■ Task directions ■
Write out each line word for word. Drop pictures.
Extracted data start
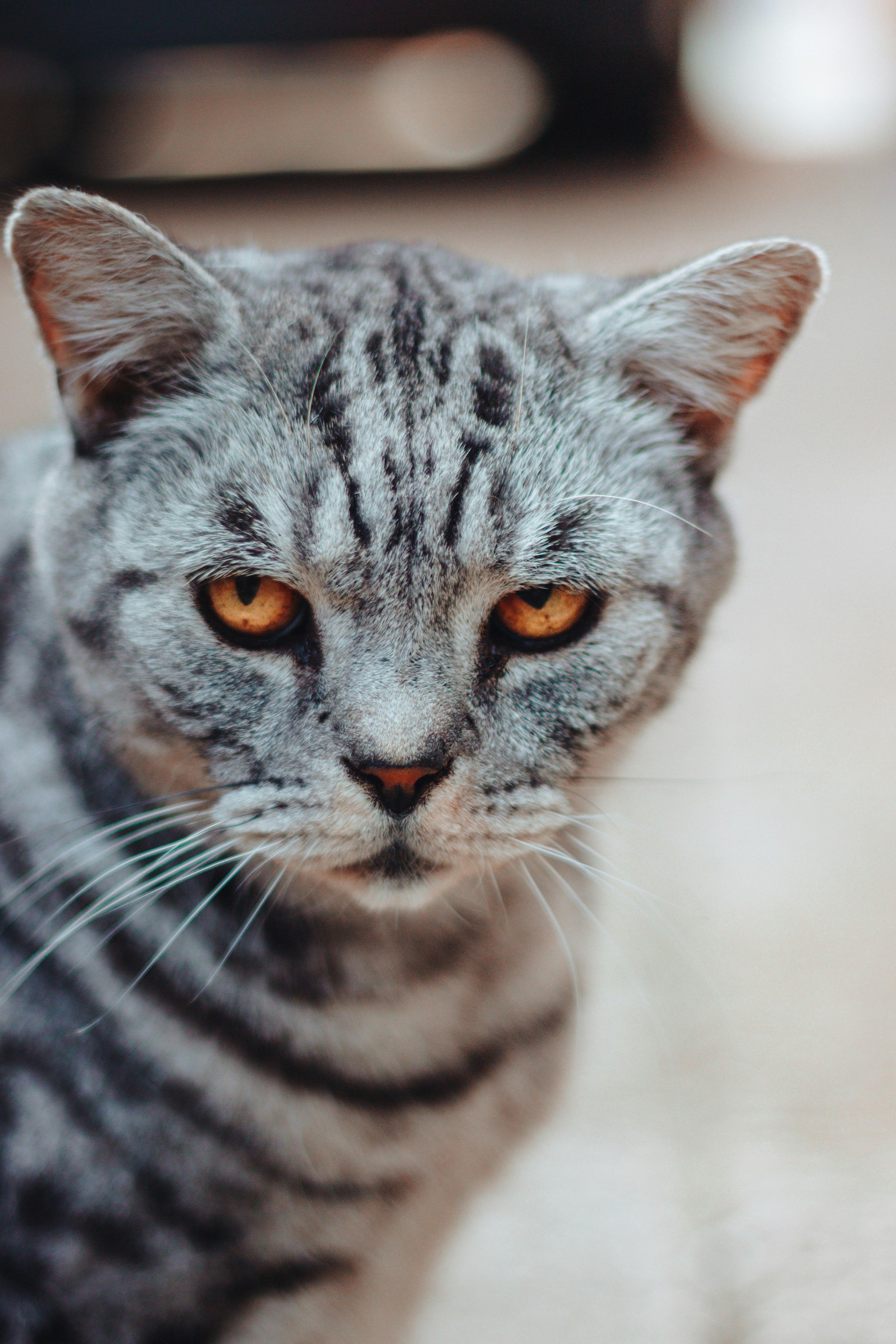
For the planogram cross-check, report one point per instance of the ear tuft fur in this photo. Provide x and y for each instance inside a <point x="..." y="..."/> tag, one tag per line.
<point x="121" y="310"/>
<point x="704" y="338"/>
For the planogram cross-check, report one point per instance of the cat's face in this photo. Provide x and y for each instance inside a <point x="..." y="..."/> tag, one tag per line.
<point x="385" y="545"/>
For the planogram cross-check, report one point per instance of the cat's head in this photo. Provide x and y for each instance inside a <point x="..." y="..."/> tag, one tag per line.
<point x="385" y="544"/>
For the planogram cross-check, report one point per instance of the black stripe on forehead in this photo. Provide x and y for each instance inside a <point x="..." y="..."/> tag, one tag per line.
<point x="241" y="517"/>
<point x="409" y="324"/>
<point x="327" y="409"/>
<point x="565" y="527"/>
<point x="473" y="448"/>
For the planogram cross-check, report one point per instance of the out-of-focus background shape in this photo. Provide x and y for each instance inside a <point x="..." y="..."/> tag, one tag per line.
<point x="725" y="1163"/>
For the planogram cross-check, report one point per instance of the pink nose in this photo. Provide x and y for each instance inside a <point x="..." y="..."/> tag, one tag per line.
<point x="399" y="788"/>
<point x="402" y="777"/>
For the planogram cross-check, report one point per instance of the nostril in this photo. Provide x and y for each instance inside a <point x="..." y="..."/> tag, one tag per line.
<point x="398" y="788"/>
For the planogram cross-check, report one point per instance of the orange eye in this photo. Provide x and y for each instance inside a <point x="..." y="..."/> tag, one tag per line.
<point x="253" y="605"/>
<point x="542" y="613"/>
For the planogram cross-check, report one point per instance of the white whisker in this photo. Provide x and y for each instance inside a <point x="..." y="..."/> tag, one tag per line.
<point x="629" y="499"/>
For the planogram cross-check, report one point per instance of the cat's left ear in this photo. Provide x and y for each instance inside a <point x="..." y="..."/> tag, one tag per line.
<point x="703" y="339"/>
<point x="123" y="312"/>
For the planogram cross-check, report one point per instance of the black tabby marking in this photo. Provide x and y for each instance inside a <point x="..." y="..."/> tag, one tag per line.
<point x="493" y="390"/>
<point x="472" y="451"/>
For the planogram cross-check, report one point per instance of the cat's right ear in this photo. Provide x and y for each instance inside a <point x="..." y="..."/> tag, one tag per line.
<point x="123" y="312"/>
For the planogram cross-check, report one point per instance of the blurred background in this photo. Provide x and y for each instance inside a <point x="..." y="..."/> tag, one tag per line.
<point x="725" y="1164"/>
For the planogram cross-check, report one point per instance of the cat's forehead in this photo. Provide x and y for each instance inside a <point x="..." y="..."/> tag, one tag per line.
<point x="405" y="385"/>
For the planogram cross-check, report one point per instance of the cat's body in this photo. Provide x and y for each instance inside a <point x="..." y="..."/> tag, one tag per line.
<point x="292" y="990"/>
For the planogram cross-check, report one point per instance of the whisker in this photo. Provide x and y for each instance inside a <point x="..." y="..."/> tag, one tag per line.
<point x="246" y="926"/>
<point x="629" y="499"/>
<point x="56" y="865"/>
<point x="184" y="924"/>
<point x="656" y="1022"/>
<point x="311" y="398"/>
<point x="558" y="929"/>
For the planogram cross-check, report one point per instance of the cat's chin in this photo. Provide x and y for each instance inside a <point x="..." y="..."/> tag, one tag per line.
<point x="378" y="890"/>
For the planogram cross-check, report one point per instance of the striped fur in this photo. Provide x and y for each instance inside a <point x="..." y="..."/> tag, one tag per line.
<point x="261" y="1038"/>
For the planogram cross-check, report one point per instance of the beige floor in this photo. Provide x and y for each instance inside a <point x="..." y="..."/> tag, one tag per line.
<point x="723" y="1170"/>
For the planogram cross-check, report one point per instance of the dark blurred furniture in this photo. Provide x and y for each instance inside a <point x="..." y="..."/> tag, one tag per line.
<point x="612" y="64"/>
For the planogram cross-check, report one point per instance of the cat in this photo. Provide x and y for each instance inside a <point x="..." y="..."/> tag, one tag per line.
<point x="346" y="573"/>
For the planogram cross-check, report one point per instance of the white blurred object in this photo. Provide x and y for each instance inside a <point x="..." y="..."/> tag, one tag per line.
<point x="448" y="100"/>
<point x="793" y="80"/>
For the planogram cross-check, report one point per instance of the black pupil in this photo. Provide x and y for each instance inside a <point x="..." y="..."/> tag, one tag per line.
<point x="248" y="586"/>
<point x="536" y="597"/>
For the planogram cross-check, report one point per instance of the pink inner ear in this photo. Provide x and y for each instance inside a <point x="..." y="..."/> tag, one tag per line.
<point x="50" y="328"/>
<point x="753" y="377"/>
Extracted data end
■ Output below ■
For the planogram cross-check, report one point per instance of the ear tuft fur in this photo. Provide x and y for each instance inside a <point x="..." y="..."/> tag, one tag per line.
<point x="121" y="310"/>
<point x="704" y="338"/>
For the planogram cross-check, report one point per instance of the cat's face in this photo. Provide x and y for each instance inside a <point x="..." y="..."/> tag, one tag per line.
<point x="385" y="545"/>
For the planogram cross-check, report one point per instance of the cat's head in this photo. Provide x and y for each instance inside a <point x="..." y="..."/> tag, one tag per line.
<point x="385" y="544"/>
For the planogram cross-check, report one point per instance of the black stripe on forehead in this photo. Provide x and y for each instance inside a <point x="..." y="..."/> tag, one tag per line.
<point x="241" y="517"/>
<point x="409" y="324"/>
<point x="327" y="409"/>
<point x="565" y="527"/>
<point x="473" y="448"/>
For the planogram cross-check, report one point per instance of the out-of-focus background shape in this photo. Provide x and y for each instance inside a <point x="..." y="..."/> tag, one tag per line.
<point x="725" y="1163"/>
For the planogram cross-check, report one point per instance of the pink nose in this photo. Provide x and y for each instance inside a <point x="..." y="..."/> tag, one tag per line.
<point x="399" y="788"/>
<point x="402" y="777"/>
For the planogram cross-check, report one point per instance of the nostril in this photo. Provide x and y for each instance inside a <point x="..." y="..."/> tag, one tag per line.
<point x="398" y="788"/>
For the planogram cross-check, report one point per instance of the orange eye in this photo. Provide x and y for each instance inside a <point x="..." y="..."/> tag, one tag per line.
<point x="253" y="605"/>
<point x="542" y="613"/>
For the planogram cross-check, report one point per instance of the white whisker in this photo. Provide x and y for each instance inside a <point x="..." y="..."/> tag, one tag per line.
<point x="629" y="499"/>
For the planogram cross-check, report one point per instance of the cat's left ear in this photo. Provide x and y for each instance inside a <point x="..." y="..."/> tag, one tag per line.
<point x="703" y="339"/>
<point x="123" y="312"/>
For the planogram cross-check, report one point per instance of the black tabby marking in this photo. Provide x and y for each instance inside a <point x="..." y="..."/> tag, one tag per line.
<point x="493" y="390"/>
<point x="472" y="451"/>
For the planogram cross-check, report one point per instance of the cat's right ear in this photo. Provide x and y for each instance inside a <point x="..." y="..."/> tag, one tag per line.
<point x="123" y="312"/>
For the planogram cross-check, report one point per instance of the blurred background in this photo. Provide x and y for each instance inside a <point x="..." y="..."/> tag, one tag per line.
<point x="725" y="1164"/>
For the planogram cross-check, report one point per instance of the cat's forehead in this photo. Provide x and y for each instance inside a <point x="..." y="..."/> tag, one tag per line.
<point x="405" y="385"/>
For the planogram cross-check, report one point per instance of the cat's body in this photo. Provide x and y for each instance inside a <point x="..." y="..."/> tag, one tag per line.
<point x="292" y="990"/>
For the planogram cross-check, report one point per instance of the whisker in this photo. Provide x and y for each instance inside a <point x="..." y="..."/> tag, one tag per line.
<point x="246" y="926"/>
<point x="629" y="499"/>
<point x="56" y="865"/>
<point x="184" y="924"/>
<point x="656" y="1022"/>
<point x="311" y="398"/>
<point x="558" y="929"/>
For the planogram cross-check, report one point per instance of the cat's chin in this photo. Provide x and y for each instance inside a <point x="..." y="..."/> tag, one tag per line.
<point x="378" y="890"/>
For the planogram cross-check, report one point per instance of the striped fur in this photo. Provide x and y for each instance inside a <point x="..." y="..."/> tag, one tag per line.
<point x="261" y="1038"/>
For the planogram cross-check, report one point per instance of the beige floor in this photo. Provide x and y for each instance inside a <point x="..." y="..."/> tag, one tag per line.
<point x="723" y="1170"/>
For the planogram cross-check, report one point per instance of the dark blurred furniture in this photo. Provide x and y for each instance inside a <point x="..." y="..."/> tag, one tag per line.
<point x="612" y="64"/>
For the planogram cross-check, report one point per instance of the cat in this photo. Provide x and y for each instance inside a <point x="..." y="..."/> tag, one tag per line.
<point x="346" y="573"/>
For the planogram cross-check, report one point per instance of the white blurred object in this photo. Provide x and y for each instance inside a <point x="..." y="..."/> tag, one tag per line.
<point x="448" y="100"/>
<point x="793" y="80"/>
For the planogram cross-check, report one point per instance of the black pupil in this photo. Provide x and y for each instance inside a <point x="..." y="..."/> tag, one tag per line.
<point x="248" y="586"/>
<point x="536" y="597"/>
For the planogram cross-check, report one point per instance of the pink inner ear in this photo. Provide x and y for each instance inside a <point x="..." y="..."/> tag, one tag per line.
<point x="50" y="328"/>
<point x="753" y="377"/>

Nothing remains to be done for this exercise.